===== Extracted information =====

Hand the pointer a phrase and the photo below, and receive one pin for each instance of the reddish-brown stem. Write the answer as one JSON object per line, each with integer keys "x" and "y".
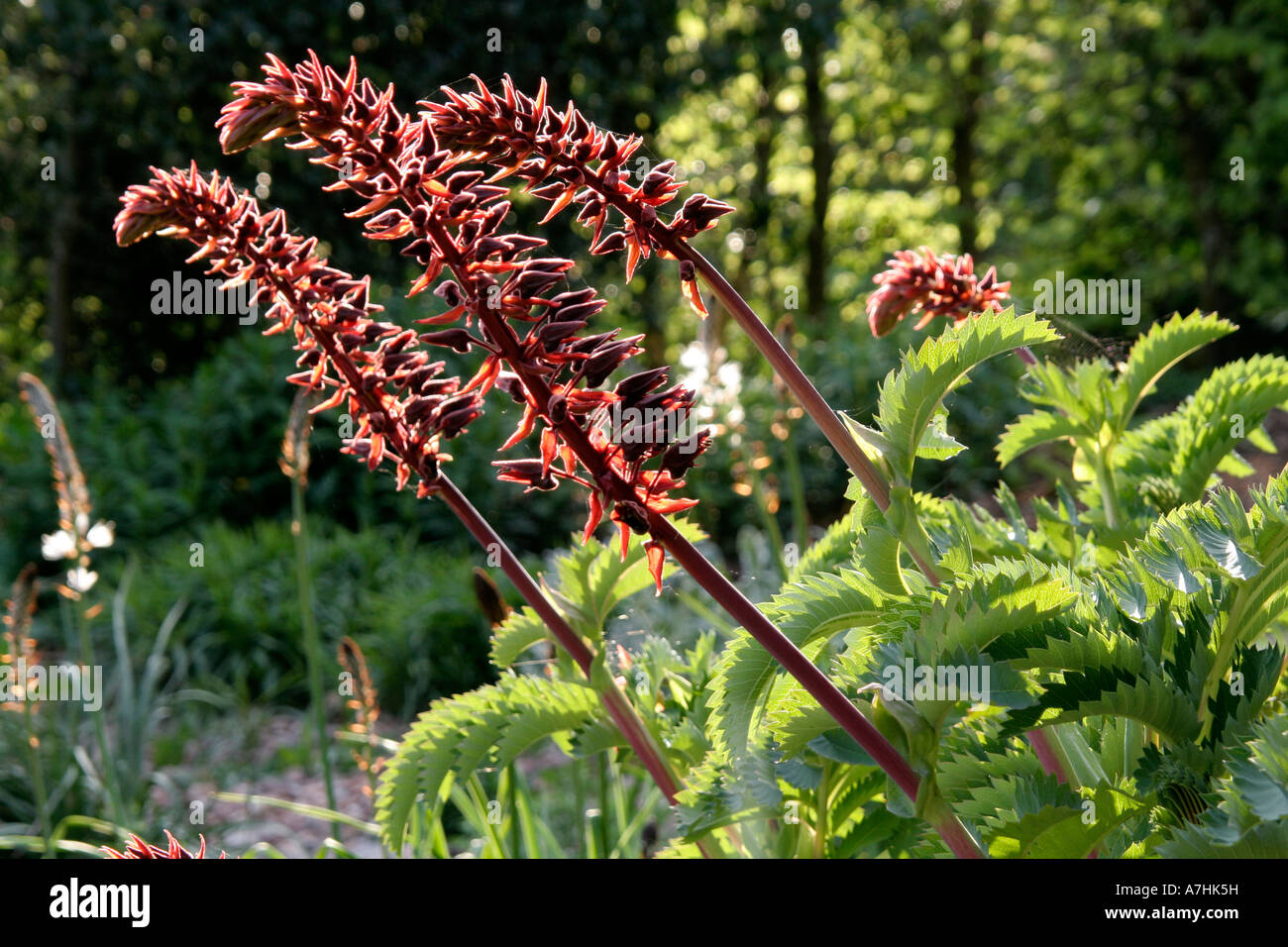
{"x": 1042, "y": 749}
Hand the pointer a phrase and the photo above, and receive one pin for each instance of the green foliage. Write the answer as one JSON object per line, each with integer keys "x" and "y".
{"x": 410, "y": 607}
{"x": 1137, "y": 648}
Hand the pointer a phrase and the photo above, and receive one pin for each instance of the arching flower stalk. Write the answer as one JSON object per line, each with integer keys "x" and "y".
{"x": 566, "y": 159}
{"x": 927, "y": 285}
{"x": 532, "y": 352}
{"x": 404, "y": 408}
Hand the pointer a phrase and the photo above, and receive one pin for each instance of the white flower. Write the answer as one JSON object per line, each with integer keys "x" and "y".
{"x": 101, "y": 535}
{"x": 80, "y": 579}
{"x": 58, "y": 545}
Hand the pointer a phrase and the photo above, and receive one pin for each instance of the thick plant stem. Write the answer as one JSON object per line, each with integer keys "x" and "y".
{"x": 618, "y": 709}
{"x": 312, "y": 642}
{"x": 816, "y": 684}
{"x": 790, "y": 372}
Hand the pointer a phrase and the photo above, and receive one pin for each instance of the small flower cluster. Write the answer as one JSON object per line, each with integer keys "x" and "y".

=====

Task directions:
Output the line holding "of the green", then every later line through the end of the records above, exactly as given and nothing else.

Exercise output:
Hand the pointer a phrase and the photo above, and receive one pin for each instance of the green foliage. Write the answer as one JSON object per line, each with integer keys "x" and "y".
{"x": 410, "y": 607}
{"x": 1137, "y": 648}
Hand the pointer a phrase and the photo above, and receive one pin for each instance of the arching flower stalk. Write the answer as one JSON object per line, each with integer keys "x" and "y".
{"x": 566, "y": 159}
{"x": 927, "y": 285}
{"x": 532, "y": 352}
{"x": 404, "y": 408}
Hand the pointer a phrase and the photo above, and receive one pin for each instance of the white flower. Write the answer as one JSON object per line, each with integer keys "x" and "y".
{"x": 101, "y": 535}
{"x": 80, "y": 579}
{"x": 58, "y": 545}
Hand the pointer a phrase and the photo above, and receive one pin for each instance of the thick plant stem. Write the answer as one JSON object per line, each with integer keys "x" and "y".
{"x": 618, "y": 709}
{"x": 312, "y": 642}
{"x": 816, "y": 684}
{"x": 790, "y": 372}
Hand the pointer a phrase and the photo above, and receive one pin for each instance of the small flower cluster. Write the answer as one JSON object per line, each with integer keys "x" and "y".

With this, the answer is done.